» **ABOUT THIS TASK**: Treat the line containing "Target: open book" as the first line and the final line of the material below as the last; reproduce that range exactly.

» **EXERCISE INPUTS**:

○ ○ ○

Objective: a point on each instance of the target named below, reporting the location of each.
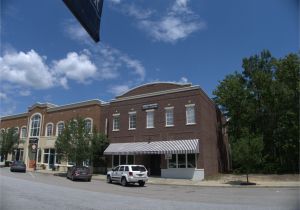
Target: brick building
(175, 130)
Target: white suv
(128, 174)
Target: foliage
(8, 141)
(78, 144)
(263, 100)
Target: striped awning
(154, 147)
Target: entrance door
(155, 165)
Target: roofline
(8, 117)
(152, 83)
(175, 90)
(77, 104)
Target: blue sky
(46, 56)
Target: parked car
(125, 174)
(18, 166)
(79, 172)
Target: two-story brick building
(175, 130)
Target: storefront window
(115, 160)
(191, 160)
(172, 161)
(181, 161)
(123, 159)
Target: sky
(46, 56)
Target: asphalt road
(34, 191)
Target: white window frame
(148, 124)
(40, 124)
(57, 126)
(88, 118)
(114, 124)
(22, 136)
(46, 130)
(187, 115)
(129, 120)
(166, 116)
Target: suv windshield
(138, 168)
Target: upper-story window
(49, 129)
(150, 118)
(169, 116)
(35, 125)
(60, 128)
(132, 120)
(116, 122)
(190, 114)
(23, 132)
(88, 124)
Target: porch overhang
(154, 147)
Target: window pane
(191, 161)
(123, 159)
(130, 159)
(172, 162)
(181, 161)
(116, 160)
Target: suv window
(138, 168)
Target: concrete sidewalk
(221, 181)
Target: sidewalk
(221, 181)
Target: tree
(8, 141)
(77, 143)
(262, 102)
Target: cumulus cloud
(26, 69)
(178, 23)
(76, 67)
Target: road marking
(31, 175)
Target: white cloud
(75, 66)
(178, 23)
(26, 69)
(118, 89)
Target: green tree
(8, 141)
(76, 143)
(263, 100)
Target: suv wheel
(141, 183)
(108, 179)
(124, 181)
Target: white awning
(154, 147)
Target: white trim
(46, 129)
(30, 124)
(56, 132)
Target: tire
(108, 179)
(124, 181)
(141, 183)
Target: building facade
(175, 130)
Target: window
(132, 120)
(116, 122)
(35, 125)
(169, 116)
(150, 118)
(88, 125)
(190, 114)
(182, 161)
(49, 129)
(23, 132)
(60, 128)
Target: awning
(154, 147)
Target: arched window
(23, 132)
(35, 125)
(49, 129)
(60, 127)
(88, 124)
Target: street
(44, 191)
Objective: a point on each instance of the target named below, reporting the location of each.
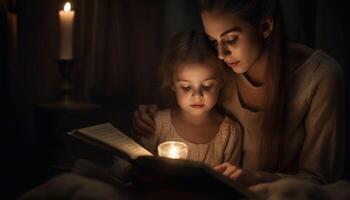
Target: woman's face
(239, 44)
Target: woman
(288, 97)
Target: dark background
(117, 47)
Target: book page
(111, 136)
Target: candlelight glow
(173, 152)
(67, 7)
(173, 149)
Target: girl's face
(239, 44)
(197, 88)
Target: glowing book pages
(109, 137)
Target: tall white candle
(66, 18)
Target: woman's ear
(266, 26)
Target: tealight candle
(172, 149)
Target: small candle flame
(67, 7)
(173, 153)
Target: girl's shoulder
(230, 126)
(163, 118)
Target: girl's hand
(143, 120)
(246, 177)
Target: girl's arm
(234, 144)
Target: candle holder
(172, 149)
(65, 68)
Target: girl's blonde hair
(188, 47)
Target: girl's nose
(198, 93)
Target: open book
(190, 173)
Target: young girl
(195, 75)
(288, 97)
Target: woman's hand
(143, 120)
(246, 177)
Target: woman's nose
(222, 51)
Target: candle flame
(174, 152)
(67, 7)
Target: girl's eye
(214, 43)
(185, 88)
(231, 41)
(207, 87)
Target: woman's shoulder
(315, 62)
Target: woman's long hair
(273, 126)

○ ○ ○

» **ANSWER BOX**:
Target: open book
(190, 173)
Target: young girl
(195, 75)
(288, 97)
Target: woman's hand
(143, 120)
(246, 177)
Target: woman's nose
(222, 51)
Target: candle flame
(174, 152)
(67, 7)
Target: girl's eye
(214, 43)
(185, 88)
(231, 41)
(207, 87)
Target: woman's shoulder
(315, 62)
Target: woman's long hair
(273, 126)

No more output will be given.